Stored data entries
____________
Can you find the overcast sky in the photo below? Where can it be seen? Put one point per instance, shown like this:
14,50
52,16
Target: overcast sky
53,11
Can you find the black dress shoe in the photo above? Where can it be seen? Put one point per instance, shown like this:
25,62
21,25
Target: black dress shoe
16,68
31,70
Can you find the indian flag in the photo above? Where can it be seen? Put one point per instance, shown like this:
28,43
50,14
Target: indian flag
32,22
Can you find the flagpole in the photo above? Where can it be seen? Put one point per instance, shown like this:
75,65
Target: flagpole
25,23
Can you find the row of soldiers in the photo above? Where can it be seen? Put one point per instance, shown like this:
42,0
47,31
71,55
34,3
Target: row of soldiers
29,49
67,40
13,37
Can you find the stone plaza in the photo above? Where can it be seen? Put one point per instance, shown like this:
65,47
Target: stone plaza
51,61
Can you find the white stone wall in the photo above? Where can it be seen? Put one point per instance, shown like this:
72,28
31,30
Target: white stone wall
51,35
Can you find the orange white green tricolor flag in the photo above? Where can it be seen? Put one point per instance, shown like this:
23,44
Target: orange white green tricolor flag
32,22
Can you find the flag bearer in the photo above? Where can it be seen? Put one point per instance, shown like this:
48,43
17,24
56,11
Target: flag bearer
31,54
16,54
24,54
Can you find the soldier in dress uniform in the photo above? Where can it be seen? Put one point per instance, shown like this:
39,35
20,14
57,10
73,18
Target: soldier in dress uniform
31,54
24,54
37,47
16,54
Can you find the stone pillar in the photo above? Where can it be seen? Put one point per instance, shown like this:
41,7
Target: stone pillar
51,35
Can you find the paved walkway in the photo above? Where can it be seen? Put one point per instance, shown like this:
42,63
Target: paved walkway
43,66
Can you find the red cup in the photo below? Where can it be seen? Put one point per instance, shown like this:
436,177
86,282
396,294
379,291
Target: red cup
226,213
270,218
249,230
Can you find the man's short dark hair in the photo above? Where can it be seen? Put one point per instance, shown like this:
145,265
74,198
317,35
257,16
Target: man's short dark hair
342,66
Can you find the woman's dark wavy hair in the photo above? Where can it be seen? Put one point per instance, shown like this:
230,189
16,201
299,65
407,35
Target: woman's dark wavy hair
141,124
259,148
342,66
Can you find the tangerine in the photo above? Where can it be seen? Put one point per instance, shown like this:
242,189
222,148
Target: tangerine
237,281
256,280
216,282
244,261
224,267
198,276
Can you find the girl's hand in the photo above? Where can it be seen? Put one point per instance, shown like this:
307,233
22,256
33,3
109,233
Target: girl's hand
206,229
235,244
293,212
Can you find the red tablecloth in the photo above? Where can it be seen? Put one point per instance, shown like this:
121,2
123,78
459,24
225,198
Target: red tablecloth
____________
## THE EXERCISE
Rewrite all of the entries above, substituting "Where does it appear?" for every occurrence of "Where can it be seen?" and leaving everything else unchanged.

## EXERCISE OUTPUT
Can you find the overcast sky in the photo below? Where does it appear? Put one point per instance, shown like this:
14,50
52,16
Target: overcast sky
53,11
Can you find the black dress shoe in the photo above? Where does it appear? Put one point per instance, shown like this:
25,62
21,25
Target: black dress shoe
16,68
31,70
Can you find the indian flag in the photo above? Where does it appear? Put one point per instance, shown like this:
28,43
50,14
Target: indian flag
32,22
Can you find the flagpole in the photo above? Where does it appear? Put one point per instance, shown like this:
75,65
Target: flagpole
25,23
Can you find the row of soldiers in the photo above? Where does it appear? Put one point per instance, shown like this:
42,0
47,31
71,55
34,3
Target: row of soldiers
29,49
67,40
13,37
Can you find the stone plaza in the photo above? Where does it appear? Put one point per instance, shown like this:
65,47
Target: stone plaza
51,61
Can you find the white stone wall in the photo above? Where does it appear? Put one point per instance, shown like this:
72,28
31,30
Target: white stone wall
51,35
Can you find the orange white green tricolor flag in the photo above? Where does it appear? Put one point per instance, shown like this:
23,44
Target: orange white green tricolor flag
32,22
Can you find the flag bearer in the photo above? Where does it appear? Put one point per instance, shown like this:
48,43
17,24
56,11
Target: flag bearer
31,54
16,54
24,54
Can you find the soldier in dress uniform in the photo above? Where does it appear? Put one point per instance, shown like this:
39,35
20,14
57,10
73,18
Target: soldier in dress uniform
31,54
24,54
37,47
16,54
Can you find the stone pillar in the photo above? Where does it appear? Put one point per instance, shown like this:
41,7
Target: stone pillar
51,35
Can you find the paved walkway in the photo above? Where does it appear? Put one point per instance, shown like this:
42,63
Target: paved walkway
43,66
Can you find the red cup in the photo below? Where does it appear? Put one point per instance, shown like this:
436,177
86,282
396,294
379,291
Target: red cup
226,213
270,218
249,230
Can you find the man's short dark hair in the photo above? Where does it appear? Put one point per instance, shown like this:
145,265
74,198
317,35
257,16
Target: man's short dark hair
342,66
Can you find the woman's dark wavy hair in the photo above? Where does it appear? Put one point per instance, shown like this:
230,189
16,201
299,65
407,35
Target: woman's dark wavy hair
141,124
259,148
342,66
Can you find the tangerine in the photo above? Where does it appear? Put one point per instance, shown like this:
242,189
222,148
Target: tangerine
237,281
256,280
216,282
244,261
224,267
198,276
Can you find the girl's hand in the photo above? Where does it appear? Put one point per instance, shown like this:
307,233
22,256
33,3
109,233
Target: girl's hand
206,229
235,244
293,212
Can you find the red tablecloth in the photo above? Where does it appear? Put one point per instance, shown like this:
121,2
123,78
459,24
225,198
Target: red tablecloth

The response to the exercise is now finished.